» WHAT IS ASKED: Continue the passage on found poetry below from the point where it stops.

Found poetry is poetry comprised of words and phrases from familiar everyday things (news articles, street signs, speeches, graffiti, etc.) rearranged into fresh new orders and patterns.

Ronald Gross points out something of the utmost importance:

"As I worked with labels, tax forms, commercials, contracts, pin-up captions, obituaries, and the like, I soon found myself rediscovering all the traditional verse forms in found materials: ode, sonnet, epigram, haiku, free verse. Such finds made me realize that these forms are not mere artifices, but shapes that language naturally takes when carrying powerful thoughts or feelings." (emphasis mine)

Consider what this says about form. Form is not only necessary for great and meaninful poetry, but inescapable. Again, we find an example of post-structuralism swaggering its way right back into structuralism. Or in other words, fragmentation ultimately revealing order and harmony.

Here's a found poem by Howard Nemerov

Found Poem      
 
after information received in The St. Louis Post-Dispatch, 4 v 86

The population center of the USA
Has shifted to Potosi, in Missouri.

» ENTRIES PROVIDED:
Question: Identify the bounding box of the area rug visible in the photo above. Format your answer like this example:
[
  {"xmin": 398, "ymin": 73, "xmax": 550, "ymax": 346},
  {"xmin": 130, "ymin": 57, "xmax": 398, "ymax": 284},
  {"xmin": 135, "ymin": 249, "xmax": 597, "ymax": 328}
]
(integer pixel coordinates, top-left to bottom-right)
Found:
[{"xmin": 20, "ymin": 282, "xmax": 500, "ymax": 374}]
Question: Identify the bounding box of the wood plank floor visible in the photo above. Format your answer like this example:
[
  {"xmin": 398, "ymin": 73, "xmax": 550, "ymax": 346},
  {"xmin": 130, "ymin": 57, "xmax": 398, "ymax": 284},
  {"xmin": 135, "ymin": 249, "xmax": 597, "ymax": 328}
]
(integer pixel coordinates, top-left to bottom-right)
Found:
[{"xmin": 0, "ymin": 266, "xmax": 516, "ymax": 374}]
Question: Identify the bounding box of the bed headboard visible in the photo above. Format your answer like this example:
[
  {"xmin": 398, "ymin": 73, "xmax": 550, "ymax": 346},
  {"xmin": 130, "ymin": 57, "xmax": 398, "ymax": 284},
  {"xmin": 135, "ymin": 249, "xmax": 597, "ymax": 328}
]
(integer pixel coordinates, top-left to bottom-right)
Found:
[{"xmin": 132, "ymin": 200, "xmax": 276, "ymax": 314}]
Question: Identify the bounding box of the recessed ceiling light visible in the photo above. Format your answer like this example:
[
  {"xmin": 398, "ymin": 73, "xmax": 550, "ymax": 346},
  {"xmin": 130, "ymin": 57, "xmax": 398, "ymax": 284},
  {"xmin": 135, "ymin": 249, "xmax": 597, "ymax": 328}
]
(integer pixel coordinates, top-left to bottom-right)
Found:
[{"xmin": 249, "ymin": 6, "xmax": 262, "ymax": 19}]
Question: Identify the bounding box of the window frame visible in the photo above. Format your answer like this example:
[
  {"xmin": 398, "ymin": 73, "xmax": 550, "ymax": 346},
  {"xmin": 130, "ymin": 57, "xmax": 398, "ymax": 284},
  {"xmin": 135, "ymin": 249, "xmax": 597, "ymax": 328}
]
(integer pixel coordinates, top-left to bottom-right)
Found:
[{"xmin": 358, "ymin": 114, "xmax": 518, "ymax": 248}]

» TASK ANSWER:
The calculation employed by authorities
In arriving at this dislocation assumes

That the country is a geometric plane,
Perfectly flat, and that every citizen,

Including those in Alaska and Hawaii
And the District of Columbia, weighs the same;

So that, given these simple presuppositions,
The entire bulk and spread of all the people

Should theoretically balance on the point
Of a needle under Potosi in Missouri

Where no one is residing nowadays
But the watchman over an abandoned mine

Whence the company got the lead out and left.
"It gets pretty lonely here," he says, "at night."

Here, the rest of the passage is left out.